------ Extracted records ------
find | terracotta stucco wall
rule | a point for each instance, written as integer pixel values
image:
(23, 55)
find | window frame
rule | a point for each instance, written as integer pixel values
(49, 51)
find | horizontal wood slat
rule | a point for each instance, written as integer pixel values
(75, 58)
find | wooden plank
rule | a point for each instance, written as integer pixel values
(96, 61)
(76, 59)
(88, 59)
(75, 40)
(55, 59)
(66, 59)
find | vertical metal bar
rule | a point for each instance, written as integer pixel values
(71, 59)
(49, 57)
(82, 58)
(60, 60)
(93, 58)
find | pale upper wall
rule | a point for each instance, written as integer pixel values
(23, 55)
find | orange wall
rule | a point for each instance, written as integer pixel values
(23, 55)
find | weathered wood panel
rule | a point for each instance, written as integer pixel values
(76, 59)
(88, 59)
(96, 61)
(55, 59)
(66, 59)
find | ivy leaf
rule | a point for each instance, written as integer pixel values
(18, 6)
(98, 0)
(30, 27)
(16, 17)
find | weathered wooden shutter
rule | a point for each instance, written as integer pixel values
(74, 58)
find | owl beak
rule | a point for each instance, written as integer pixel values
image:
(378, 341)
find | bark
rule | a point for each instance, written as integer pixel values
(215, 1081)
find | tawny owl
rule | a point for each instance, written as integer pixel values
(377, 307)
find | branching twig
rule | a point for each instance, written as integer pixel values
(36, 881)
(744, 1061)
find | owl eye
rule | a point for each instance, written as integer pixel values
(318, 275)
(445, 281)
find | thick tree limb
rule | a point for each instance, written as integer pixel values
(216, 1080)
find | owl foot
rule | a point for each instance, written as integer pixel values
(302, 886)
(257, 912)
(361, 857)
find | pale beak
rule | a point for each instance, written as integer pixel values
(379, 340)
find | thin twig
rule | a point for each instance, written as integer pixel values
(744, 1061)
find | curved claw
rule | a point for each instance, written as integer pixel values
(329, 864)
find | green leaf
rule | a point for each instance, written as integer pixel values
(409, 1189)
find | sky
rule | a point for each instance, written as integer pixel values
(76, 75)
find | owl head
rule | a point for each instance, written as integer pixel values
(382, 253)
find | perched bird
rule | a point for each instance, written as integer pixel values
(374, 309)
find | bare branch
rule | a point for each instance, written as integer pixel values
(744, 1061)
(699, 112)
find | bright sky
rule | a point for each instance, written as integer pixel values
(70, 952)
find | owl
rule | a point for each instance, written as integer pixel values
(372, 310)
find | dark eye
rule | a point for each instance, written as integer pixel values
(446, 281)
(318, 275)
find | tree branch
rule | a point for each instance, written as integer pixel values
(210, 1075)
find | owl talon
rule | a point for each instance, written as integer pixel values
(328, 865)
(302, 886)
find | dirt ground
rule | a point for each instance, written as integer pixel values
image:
------
Reproduce every entry shown above, precisely as it stands.

§ **Result for this exercise**:
find | terracotta stucco wall
rule | a point for each instance, written as integer pixel values
image:
(23, 55)
find | window frame
rule | a point for each instance, written as integer pixel values
(49, 51)
find | horizontal wood slat
rule | a point for each instance, written as integer pixel values
(75, 58)
find | wooden plank
rule | a point for each instance, written as integer pixel values
(96, 61)
(76, 59)
(88, 59)
(75, 40)
(55, 59)
(66, 59)
find | vertical metal bar
rule | a point for each instance, written as integer pixel values
(71, 59)
(49, 57)
(82, 58)
(60, 60)
(93, 58)
find | pale upper wall
rule | a point for each instance, written as integer pixel values
(23, 55)
find | orange wall
rule | a point for each instance, written as integer pixel values
(23, 55)
find | weathered wood panel
rule | a point for each instance, written as integer pixel values
(76, 59)
(88, 59)
(96, 61)
(55, 59)
(66, 59)
find | ivy leaf
rule | a point for each instance, written as integer pixel values
(18, 6)
(98, 0)
(30, 27)
(16, 17)
find | weathered wooden shutter
rule | a point for each instance, written as integer pixel values
(74, 58)
find | owl beak
rule | a point for each instance, written as integer pixel values
image:
(378, 341)
find | bark
rule | a point for each instance, written as integer pixel values
(215, 1081)
find | tawny owl
rule | a point for each instance, written as integer pixel values
(377, 307)
find | branching twig
rule | a point for each instance, written as integer pixel values
(36, 881)
(744, 1061)
find | owl eye
rule | a point for each instance, written as integer pixel values
(318, 275)
(445, 281)
find | thick tree limb
rule | a point for each instance, written as integer pixel values
(216, 1080)
find | owl foot
rule | a point for each instance, written as integer pixel values
(302, 886)
(257, 912)
(361, 857)
find | pale beak
rule | a point for each instance, written as integer pixel values
(379, 340)
find | thin twig
rule | a point for each instance, written as integer pixel values
(744, 1061)
find | curved claw
rule | a point for each instance, written as integer pixel values
(329, 864)
find | green leaf
rule | a point for each instance, written as integer pixel values
(409, 1189)
find | sky
rule | a point for each instance, written as integer pixel values
(76, 75)
find | owl head
rule | a point for each instance, written as integer pixel values
(382, 253)
find | perched bird
rule | a point for each instance, written as integer pixel values
(374, 309)
find | bare branch
rule | a point for each instance, written as integer pixel values
(744, 1061)
(699, 112)
find | bright sky
rule | a point for each instance, written as integer pixel values
(70, 952)
find | owl
rule | a point for each instance, written as integer pixel values
(372, 310)
find | dark eye
rule | a point for each instance, written as integer pixel values
(446, 281)
(318, 275)
find | tree branch
rule | a point for each instance, written as integer pixel values
(210, 1075)
find | owl talon
rule | a point for each instance, written as integer pixel values
(328, 865)
(302, 886)
find | dirt ground
rule | a point for each instance, written as integer pixel values
image:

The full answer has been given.